• _Exercise prompt_
In the transcript below about DC snow and streets, what is the exact wording from "They put them" to "and said, Hey."? Copy it word for word.

• _Extract to read_
Anthony: Okay, fair enough. Fair enough, when I first moved to DC, I remember there was like the smallest dusting of snow and I was told, Oh, if you don’t have snow boots, you can say that, and that’s a legitimate excuse not to go to work. And I’m like, there’s no, what? And then I walked down the street. Wearing sneakers, because there was barely any snow, and watching a car try to navigate this literally eighth of an inch of snow by, what did they do?
Slam on the gas and just watch those tires spin. It was amazing, with the exception of the District of Columbia drivers, who are, look, let’s give them some, leeway here, because that city is insane the way it’s designed. I lived on a street that was parallel to itself. I don’t understand how that was possible.
Down the block from me was another street that had no labels whatsoever, and so you’d park your car there because the police couldn’t ticket you. It was great. I watched them try to ticket once, and the cop, I’m just sitting on a park bench watching this happen, and they just gave up.
Fred: It was a CIA safe house.
They put them all on that street.
Anthony: It could have been. It was right on the capitol. So more cruise news, cause I love the cruise. Cruise origin, which listeners, hopefully you don’t know this thing is, this is if you cut in half a Honda Odyssey and took the ugly side and then pasted it to the other ugly side of a Honda Odyssey and said, Hey.

• _Extracted material_
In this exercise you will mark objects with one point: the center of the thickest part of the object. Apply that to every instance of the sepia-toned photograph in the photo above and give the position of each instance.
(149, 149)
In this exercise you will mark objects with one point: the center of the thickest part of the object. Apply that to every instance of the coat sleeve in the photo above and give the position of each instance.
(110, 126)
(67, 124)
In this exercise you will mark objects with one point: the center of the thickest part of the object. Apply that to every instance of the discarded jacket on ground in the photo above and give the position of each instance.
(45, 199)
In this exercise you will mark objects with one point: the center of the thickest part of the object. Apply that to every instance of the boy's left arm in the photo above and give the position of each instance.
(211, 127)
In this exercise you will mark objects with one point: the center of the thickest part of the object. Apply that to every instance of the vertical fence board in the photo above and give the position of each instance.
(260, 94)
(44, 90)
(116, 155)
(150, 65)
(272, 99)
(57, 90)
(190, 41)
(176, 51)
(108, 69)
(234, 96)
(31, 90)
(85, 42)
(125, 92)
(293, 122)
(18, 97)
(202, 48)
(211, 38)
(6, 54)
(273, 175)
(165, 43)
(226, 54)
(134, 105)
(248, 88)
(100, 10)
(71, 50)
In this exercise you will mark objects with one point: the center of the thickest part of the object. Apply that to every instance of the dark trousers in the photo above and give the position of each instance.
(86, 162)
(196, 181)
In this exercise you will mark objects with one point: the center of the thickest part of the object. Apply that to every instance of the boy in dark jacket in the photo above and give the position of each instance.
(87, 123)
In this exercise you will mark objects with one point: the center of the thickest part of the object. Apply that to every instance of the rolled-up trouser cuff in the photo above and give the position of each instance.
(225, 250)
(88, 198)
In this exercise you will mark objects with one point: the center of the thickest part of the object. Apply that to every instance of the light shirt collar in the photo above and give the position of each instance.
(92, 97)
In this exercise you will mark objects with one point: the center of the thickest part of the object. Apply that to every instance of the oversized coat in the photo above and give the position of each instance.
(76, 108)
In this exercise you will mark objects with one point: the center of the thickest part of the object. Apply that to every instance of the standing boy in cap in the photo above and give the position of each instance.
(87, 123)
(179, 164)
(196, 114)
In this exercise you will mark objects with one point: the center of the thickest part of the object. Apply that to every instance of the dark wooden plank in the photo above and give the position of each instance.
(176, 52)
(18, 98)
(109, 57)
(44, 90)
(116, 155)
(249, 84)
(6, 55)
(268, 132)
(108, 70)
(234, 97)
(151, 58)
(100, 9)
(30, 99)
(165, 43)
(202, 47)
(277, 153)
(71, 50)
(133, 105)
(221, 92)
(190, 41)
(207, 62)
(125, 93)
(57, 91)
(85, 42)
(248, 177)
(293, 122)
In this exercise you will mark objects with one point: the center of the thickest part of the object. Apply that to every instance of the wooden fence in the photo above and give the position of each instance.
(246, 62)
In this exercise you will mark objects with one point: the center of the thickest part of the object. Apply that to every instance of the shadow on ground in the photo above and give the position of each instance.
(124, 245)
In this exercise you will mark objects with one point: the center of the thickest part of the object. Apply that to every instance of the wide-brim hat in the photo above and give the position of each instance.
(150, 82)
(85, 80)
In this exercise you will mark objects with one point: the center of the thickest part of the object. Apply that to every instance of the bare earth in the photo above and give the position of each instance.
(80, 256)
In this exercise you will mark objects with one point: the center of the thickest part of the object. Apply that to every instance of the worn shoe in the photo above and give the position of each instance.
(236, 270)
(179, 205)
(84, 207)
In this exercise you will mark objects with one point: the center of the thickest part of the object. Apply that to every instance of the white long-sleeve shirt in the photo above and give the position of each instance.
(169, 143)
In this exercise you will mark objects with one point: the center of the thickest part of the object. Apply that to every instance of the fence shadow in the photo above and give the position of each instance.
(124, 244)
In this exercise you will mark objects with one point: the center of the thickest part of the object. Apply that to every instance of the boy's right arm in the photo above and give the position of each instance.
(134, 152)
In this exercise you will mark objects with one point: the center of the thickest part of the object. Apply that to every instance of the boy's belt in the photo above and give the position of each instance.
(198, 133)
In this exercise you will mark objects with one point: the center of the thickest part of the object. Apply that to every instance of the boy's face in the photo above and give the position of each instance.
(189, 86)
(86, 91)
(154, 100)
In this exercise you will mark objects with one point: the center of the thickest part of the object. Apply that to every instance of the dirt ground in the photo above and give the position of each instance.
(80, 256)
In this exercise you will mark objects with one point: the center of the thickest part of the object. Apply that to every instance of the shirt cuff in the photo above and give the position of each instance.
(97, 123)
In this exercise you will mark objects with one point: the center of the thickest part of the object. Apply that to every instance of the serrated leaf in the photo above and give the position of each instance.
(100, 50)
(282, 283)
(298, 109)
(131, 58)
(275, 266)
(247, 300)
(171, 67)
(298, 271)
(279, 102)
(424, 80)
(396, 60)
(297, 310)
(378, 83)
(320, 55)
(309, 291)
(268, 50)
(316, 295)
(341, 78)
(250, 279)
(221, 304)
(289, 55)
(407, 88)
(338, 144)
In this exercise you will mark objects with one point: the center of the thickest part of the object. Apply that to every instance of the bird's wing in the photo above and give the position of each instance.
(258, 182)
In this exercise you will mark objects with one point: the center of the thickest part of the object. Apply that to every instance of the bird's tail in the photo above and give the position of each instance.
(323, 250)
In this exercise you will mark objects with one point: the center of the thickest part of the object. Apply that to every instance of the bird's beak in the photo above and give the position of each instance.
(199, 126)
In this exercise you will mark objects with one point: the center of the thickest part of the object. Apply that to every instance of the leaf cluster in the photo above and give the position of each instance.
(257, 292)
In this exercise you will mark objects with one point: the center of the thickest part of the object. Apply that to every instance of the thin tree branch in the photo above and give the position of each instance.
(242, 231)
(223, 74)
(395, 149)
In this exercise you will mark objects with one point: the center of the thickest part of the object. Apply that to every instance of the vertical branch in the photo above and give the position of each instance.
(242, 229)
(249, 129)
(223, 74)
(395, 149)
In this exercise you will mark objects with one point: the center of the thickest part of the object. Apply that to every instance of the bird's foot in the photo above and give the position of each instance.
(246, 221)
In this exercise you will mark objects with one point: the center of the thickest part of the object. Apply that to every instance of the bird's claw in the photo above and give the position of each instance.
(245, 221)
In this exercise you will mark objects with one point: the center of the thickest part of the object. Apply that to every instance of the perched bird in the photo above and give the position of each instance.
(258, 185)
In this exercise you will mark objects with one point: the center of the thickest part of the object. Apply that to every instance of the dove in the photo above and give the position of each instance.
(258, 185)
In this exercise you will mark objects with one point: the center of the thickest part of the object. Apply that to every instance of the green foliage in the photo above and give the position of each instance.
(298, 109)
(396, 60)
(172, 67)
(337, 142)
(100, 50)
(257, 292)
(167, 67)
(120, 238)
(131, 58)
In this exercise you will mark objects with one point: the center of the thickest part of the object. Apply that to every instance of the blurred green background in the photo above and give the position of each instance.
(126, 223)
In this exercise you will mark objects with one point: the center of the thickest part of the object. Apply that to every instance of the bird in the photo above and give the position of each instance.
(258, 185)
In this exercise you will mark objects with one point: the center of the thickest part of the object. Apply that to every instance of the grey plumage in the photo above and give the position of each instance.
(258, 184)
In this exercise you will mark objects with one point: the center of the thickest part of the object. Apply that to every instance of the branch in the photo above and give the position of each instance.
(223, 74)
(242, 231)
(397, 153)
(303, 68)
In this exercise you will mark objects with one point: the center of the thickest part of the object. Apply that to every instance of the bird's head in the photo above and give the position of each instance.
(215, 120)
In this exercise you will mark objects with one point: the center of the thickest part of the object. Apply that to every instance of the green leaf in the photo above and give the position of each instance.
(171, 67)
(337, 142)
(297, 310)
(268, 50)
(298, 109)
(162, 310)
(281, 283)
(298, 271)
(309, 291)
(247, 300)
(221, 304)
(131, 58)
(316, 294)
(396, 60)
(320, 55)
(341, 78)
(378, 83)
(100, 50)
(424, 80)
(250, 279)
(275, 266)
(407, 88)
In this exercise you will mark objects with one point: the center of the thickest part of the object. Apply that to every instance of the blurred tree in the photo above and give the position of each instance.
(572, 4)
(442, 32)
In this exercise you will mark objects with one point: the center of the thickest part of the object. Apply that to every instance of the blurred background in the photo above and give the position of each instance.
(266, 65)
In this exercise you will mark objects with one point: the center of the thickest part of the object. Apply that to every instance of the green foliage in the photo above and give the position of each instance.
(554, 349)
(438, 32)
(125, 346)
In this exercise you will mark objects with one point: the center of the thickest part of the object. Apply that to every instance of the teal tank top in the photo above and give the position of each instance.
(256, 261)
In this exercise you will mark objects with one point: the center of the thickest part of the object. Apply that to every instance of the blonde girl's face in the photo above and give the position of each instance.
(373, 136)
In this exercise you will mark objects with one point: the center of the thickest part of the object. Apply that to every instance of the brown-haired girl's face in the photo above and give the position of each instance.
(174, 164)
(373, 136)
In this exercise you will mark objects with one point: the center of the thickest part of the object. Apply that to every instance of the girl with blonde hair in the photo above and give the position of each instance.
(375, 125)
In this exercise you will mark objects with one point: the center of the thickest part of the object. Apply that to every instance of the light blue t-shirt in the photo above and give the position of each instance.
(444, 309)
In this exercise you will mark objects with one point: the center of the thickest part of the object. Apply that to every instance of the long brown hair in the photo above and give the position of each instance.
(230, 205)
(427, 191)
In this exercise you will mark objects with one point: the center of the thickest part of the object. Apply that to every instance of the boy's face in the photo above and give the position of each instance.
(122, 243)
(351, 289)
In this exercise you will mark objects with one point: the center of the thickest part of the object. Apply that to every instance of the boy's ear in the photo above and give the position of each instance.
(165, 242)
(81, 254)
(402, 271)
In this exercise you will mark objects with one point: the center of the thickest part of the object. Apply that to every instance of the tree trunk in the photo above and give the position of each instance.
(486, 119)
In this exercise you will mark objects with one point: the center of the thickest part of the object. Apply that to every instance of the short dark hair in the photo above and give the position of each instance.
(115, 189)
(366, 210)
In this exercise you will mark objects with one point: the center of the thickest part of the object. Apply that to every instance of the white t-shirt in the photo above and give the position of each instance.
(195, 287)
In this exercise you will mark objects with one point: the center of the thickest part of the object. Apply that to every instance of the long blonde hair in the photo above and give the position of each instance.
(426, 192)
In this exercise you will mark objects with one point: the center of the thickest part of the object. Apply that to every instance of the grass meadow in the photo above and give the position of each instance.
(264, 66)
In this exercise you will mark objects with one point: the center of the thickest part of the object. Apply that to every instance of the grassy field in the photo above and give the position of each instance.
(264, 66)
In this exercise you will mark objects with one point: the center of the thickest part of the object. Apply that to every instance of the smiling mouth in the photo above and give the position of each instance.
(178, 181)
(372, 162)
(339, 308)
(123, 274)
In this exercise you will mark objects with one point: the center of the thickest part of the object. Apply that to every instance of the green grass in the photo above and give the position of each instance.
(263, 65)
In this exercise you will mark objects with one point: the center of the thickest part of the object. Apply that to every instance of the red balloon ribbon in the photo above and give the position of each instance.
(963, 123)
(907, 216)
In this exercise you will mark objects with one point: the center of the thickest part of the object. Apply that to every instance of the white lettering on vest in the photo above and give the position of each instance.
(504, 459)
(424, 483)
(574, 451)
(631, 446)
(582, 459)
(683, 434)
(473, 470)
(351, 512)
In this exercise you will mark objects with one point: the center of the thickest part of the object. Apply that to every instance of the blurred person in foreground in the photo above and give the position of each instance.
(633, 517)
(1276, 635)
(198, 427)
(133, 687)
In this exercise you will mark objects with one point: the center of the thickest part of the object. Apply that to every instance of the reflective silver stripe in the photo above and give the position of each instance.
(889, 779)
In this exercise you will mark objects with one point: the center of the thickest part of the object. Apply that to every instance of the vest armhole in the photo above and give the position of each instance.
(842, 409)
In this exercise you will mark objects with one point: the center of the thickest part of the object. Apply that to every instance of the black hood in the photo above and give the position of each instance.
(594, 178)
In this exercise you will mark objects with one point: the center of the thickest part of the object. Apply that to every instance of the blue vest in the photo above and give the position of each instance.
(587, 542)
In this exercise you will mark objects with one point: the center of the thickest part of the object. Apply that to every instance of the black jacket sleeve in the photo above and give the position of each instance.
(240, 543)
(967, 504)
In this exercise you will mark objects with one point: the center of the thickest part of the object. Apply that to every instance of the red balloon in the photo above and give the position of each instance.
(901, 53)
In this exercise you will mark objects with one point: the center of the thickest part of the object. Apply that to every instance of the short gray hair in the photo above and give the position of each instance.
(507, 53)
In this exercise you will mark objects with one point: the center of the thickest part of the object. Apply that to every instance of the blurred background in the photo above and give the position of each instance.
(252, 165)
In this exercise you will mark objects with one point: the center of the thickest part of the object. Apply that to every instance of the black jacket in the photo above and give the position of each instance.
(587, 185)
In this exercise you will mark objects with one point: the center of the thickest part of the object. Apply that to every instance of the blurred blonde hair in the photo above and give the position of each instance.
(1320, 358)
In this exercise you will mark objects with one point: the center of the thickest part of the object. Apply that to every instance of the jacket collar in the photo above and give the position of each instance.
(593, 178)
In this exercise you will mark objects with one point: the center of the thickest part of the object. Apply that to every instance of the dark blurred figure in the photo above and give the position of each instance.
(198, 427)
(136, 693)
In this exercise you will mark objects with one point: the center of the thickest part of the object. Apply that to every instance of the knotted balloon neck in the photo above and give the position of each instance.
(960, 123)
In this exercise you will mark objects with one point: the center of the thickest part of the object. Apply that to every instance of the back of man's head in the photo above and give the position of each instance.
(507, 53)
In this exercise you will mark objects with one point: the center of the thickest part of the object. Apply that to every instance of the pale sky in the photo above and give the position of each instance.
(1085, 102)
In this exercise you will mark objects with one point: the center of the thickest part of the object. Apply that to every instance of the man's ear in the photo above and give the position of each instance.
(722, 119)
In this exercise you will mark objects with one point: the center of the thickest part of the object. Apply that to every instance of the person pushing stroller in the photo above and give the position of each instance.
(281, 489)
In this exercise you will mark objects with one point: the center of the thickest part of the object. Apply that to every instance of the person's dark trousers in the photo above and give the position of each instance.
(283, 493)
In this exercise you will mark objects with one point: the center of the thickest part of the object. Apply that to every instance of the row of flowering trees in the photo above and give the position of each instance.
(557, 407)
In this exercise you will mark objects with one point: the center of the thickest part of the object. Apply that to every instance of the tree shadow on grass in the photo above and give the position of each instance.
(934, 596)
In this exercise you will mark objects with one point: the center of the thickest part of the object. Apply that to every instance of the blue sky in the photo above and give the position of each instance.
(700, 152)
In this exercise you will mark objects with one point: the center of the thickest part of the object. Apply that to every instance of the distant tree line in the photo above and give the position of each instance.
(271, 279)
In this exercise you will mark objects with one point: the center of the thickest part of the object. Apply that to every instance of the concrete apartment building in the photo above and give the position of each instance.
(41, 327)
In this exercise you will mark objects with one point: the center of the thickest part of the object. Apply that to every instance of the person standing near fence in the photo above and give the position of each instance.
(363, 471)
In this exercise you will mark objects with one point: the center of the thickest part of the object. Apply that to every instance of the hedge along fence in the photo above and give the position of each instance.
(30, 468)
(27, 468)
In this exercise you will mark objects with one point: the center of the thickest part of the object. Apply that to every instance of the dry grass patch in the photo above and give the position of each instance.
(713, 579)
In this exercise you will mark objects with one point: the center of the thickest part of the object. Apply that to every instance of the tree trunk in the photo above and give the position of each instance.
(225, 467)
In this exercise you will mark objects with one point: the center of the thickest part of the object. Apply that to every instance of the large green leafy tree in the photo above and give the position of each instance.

• _Output of the exercise_
They put them all on that street.
Anthony: It could have been. It was right on the capitol. So more cruise news, cause I love the cruise. Cruise origin, which listeners, hopefully you don’t know this thing is, this is if you cut in half a Honda Odyssey and took the ugly side and then pasted it to the other ugly side of a Honda Odyssey and said, Hey.